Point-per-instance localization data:
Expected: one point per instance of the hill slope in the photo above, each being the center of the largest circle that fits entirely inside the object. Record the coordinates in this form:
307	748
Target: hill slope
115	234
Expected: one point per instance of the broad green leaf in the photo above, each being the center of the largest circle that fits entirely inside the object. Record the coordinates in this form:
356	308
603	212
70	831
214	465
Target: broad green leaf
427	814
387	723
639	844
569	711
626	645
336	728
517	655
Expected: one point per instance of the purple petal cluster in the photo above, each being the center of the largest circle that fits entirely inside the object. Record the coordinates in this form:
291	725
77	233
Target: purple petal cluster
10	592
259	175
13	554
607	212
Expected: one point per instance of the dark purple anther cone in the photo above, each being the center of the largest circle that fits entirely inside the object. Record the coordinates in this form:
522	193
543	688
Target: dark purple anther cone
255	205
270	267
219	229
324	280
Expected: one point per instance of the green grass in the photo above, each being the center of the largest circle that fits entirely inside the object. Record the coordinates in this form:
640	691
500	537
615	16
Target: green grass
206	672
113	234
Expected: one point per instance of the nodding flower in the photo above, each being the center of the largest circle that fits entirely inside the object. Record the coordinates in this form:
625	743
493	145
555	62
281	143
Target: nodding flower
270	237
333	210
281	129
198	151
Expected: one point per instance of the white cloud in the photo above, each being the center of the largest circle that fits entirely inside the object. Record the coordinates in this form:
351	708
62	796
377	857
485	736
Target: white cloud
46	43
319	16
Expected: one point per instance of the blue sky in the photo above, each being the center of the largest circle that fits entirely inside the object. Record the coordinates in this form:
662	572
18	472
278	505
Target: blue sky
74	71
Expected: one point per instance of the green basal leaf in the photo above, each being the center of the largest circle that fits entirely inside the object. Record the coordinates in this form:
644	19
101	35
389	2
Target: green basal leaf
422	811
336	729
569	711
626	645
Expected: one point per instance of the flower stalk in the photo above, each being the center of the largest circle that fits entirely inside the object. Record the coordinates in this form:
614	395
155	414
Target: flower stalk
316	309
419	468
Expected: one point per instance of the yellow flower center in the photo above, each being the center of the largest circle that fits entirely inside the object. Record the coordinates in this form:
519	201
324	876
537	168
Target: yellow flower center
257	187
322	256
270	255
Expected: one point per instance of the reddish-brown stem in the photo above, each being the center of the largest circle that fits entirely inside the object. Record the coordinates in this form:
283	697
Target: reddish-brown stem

TASK ITEM |
Copy the lines that hold the word "reddish". Take them from the records above.

TASK OUTPUT |
Expected: one point per instance of the reddish-brown stem in the photo above, each being the center of the largest circle that fits entirely inside the object. Record the coordinates in this form:
Target: reddish-brown stem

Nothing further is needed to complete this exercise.